__What to produce__:
Reproduce the records starting at the line that contains "One marker for each instance of the air" and running to the last line, exactly and in full.
=== Begin Enclosure ===
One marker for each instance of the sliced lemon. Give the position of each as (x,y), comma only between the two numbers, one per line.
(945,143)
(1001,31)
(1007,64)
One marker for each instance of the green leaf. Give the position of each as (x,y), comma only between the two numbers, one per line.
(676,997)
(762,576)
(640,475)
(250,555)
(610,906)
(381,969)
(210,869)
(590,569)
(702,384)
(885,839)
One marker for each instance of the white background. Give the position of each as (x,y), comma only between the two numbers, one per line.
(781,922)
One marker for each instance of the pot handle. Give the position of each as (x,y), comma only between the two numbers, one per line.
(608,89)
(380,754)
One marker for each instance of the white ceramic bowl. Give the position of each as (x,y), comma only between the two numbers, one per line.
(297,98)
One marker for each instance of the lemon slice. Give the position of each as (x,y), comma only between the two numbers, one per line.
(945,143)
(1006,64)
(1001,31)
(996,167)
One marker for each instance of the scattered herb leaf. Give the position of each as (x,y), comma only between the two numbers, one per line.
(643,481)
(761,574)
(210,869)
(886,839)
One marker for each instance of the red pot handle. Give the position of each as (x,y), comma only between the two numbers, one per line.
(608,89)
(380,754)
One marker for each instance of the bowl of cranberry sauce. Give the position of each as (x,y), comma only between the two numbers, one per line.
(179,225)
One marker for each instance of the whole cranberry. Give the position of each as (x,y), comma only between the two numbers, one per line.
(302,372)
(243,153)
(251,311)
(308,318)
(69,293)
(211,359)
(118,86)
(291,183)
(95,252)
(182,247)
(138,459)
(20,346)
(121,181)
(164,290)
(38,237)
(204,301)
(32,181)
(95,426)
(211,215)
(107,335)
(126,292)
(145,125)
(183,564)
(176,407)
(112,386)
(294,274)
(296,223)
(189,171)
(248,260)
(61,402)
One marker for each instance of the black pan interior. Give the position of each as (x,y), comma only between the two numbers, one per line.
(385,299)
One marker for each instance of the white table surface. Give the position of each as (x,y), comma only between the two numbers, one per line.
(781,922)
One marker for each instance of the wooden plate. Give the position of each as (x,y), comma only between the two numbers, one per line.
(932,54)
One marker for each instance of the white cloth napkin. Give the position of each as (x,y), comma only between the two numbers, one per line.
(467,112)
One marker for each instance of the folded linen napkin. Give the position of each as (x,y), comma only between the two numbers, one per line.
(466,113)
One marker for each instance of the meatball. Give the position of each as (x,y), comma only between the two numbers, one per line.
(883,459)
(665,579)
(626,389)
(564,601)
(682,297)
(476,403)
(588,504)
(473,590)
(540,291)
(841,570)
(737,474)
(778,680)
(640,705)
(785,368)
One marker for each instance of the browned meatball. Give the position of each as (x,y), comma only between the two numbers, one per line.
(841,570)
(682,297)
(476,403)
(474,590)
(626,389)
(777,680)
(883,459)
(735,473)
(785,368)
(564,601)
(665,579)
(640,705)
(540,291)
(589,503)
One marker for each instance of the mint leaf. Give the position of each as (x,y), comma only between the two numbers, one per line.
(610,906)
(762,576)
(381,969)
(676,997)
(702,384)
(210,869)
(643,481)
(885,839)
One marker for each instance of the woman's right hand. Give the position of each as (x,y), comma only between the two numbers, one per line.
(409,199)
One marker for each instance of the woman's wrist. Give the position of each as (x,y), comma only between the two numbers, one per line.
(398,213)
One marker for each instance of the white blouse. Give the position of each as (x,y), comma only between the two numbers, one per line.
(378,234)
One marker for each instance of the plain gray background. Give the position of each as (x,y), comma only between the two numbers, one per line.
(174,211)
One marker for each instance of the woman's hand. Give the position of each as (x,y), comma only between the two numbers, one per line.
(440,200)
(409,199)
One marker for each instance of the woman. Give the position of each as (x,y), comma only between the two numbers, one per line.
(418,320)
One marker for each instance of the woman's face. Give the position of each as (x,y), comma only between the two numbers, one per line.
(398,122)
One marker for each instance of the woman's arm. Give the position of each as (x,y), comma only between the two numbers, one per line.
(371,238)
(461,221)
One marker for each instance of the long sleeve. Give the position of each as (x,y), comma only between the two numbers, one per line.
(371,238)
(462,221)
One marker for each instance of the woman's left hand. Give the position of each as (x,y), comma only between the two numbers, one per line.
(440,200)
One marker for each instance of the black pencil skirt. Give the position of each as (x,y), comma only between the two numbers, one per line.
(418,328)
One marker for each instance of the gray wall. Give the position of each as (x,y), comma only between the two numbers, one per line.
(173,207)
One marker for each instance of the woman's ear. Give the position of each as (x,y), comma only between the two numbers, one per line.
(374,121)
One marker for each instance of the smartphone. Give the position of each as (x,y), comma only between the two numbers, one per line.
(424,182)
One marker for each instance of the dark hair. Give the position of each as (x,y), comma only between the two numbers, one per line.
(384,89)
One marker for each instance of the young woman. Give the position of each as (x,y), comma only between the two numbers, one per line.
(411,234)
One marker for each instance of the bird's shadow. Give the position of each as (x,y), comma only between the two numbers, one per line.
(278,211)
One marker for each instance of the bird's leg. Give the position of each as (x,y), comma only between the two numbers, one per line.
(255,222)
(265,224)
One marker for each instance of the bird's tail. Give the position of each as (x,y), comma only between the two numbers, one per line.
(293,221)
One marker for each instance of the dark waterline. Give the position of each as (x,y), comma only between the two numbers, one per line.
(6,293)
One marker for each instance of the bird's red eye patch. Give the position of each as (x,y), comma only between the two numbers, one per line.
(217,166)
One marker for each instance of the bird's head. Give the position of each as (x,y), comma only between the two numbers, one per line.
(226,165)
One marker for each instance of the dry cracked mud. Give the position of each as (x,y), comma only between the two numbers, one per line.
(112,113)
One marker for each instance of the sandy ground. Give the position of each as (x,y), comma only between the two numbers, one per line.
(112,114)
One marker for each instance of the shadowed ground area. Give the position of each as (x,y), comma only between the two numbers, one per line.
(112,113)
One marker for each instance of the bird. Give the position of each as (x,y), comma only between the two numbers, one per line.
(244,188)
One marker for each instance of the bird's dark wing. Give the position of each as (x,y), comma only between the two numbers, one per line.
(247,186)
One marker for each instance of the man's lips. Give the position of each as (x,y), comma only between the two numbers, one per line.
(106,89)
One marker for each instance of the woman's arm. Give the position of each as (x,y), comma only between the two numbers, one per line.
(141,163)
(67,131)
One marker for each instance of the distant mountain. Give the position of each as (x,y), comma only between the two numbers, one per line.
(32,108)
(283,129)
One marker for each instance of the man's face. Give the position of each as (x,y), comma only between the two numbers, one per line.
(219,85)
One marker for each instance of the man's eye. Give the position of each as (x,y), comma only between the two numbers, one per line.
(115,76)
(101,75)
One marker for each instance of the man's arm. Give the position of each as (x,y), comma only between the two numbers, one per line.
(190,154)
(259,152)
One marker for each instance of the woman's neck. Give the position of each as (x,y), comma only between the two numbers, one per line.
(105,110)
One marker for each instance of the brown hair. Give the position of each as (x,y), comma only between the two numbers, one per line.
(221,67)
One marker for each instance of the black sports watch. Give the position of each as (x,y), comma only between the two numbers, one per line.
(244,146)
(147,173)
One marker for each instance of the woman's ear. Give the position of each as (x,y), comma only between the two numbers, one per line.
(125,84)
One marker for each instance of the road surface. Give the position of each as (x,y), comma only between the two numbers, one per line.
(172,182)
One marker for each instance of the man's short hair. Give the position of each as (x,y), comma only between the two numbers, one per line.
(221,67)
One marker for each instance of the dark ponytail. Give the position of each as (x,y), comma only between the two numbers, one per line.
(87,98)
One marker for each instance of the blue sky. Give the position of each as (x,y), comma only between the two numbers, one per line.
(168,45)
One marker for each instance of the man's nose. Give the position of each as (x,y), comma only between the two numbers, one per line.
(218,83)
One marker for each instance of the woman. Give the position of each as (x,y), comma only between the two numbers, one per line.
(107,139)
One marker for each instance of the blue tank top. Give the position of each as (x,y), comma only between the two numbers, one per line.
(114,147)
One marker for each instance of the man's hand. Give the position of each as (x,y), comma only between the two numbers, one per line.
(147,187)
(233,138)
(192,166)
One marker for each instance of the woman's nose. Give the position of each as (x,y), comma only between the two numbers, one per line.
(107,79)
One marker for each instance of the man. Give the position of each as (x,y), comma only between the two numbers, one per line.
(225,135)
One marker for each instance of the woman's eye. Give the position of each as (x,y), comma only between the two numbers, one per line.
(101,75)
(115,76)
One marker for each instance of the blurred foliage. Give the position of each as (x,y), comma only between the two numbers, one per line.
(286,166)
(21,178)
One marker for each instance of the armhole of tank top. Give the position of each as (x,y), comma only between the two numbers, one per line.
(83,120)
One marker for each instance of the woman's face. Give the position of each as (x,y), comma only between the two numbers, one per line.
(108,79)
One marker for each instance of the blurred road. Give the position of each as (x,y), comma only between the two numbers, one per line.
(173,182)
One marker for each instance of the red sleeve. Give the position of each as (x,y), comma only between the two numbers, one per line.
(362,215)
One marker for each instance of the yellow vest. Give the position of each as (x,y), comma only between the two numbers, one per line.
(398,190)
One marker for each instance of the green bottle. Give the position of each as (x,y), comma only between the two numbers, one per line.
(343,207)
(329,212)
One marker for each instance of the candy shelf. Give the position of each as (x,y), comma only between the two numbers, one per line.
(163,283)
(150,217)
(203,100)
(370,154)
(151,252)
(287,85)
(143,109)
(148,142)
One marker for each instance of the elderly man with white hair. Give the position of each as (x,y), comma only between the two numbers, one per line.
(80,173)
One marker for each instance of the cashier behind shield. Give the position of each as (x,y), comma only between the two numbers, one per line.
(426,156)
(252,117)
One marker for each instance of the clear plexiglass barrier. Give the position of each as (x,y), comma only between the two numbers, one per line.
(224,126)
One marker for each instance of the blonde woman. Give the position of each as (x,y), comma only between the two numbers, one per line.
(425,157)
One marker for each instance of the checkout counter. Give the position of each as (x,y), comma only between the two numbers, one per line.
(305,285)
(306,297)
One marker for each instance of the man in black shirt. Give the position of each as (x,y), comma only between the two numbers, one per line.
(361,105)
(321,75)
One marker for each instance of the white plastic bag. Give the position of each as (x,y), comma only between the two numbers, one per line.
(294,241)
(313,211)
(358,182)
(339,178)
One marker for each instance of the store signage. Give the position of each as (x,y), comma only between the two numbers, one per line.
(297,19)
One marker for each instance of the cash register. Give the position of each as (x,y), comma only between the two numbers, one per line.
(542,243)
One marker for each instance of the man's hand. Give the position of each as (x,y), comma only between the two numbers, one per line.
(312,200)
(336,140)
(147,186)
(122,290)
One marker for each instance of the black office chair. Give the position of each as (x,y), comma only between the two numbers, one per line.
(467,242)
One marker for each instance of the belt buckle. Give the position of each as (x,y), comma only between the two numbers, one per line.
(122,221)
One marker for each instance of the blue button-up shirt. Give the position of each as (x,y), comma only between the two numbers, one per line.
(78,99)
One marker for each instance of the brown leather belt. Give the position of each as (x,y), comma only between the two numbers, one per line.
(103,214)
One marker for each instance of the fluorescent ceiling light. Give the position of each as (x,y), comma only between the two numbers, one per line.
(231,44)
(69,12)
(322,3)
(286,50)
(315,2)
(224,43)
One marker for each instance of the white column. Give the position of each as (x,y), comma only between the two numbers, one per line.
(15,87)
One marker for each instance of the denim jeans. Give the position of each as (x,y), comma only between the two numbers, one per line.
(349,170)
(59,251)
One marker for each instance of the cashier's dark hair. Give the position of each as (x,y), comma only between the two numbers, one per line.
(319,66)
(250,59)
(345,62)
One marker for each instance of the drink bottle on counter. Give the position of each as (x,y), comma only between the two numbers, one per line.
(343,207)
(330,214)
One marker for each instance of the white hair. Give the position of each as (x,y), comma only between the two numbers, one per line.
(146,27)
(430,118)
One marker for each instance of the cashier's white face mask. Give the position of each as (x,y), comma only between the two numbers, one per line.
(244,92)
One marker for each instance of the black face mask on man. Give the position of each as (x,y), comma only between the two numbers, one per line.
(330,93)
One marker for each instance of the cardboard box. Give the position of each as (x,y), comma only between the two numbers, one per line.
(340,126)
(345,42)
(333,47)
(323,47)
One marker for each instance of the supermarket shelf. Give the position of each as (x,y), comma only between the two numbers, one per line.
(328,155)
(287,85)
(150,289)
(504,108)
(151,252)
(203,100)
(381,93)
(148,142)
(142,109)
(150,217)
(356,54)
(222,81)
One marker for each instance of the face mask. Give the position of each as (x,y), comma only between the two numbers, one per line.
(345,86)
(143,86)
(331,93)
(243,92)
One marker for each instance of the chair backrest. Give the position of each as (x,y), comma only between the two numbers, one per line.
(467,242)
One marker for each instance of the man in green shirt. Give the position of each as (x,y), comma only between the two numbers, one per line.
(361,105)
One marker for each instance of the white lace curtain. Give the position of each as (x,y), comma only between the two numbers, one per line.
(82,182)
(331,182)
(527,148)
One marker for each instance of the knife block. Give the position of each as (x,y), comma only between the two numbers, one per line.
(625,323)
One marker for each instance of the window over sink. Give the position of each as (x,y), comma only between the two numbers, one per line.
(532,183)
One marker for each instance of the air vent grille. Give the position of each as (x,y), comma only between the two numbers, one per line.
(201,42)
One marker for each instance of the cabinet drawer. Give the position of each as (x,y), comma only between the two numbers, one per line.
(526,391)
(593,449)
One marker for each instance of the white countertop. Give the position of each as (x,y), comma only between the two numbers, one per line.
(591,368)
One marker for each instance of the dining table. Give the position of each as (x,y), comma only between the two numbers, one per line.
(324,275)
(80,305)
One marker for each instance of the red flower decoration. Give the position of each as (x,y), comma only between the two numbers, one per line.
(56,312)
=== End Enclosure ===
__Exercise response__:
One marker for each instance of the air vent grille. Give the position of each as (x,y), comma only between the two numbers, one per line.
(201,42)
One marker for each instance of the cabinet drawer. Give the position of each as (x,y), comma only between the two numbers, one per line.
(526,391)
(593,449)
One marker for each instance of the white countertop. Give the position of each as (x,y), comma only between the two numbers, one per line.
(591,368)
One marker for each instance of the dining table. Give the position of each as (x,y), comma only between the two numbers, one per line.
(324,275)
(80,305)
One marker for each instance of the red flower decoration. Give the position of each as (x,y), comma only between the two numbers, one per line.
(56,312)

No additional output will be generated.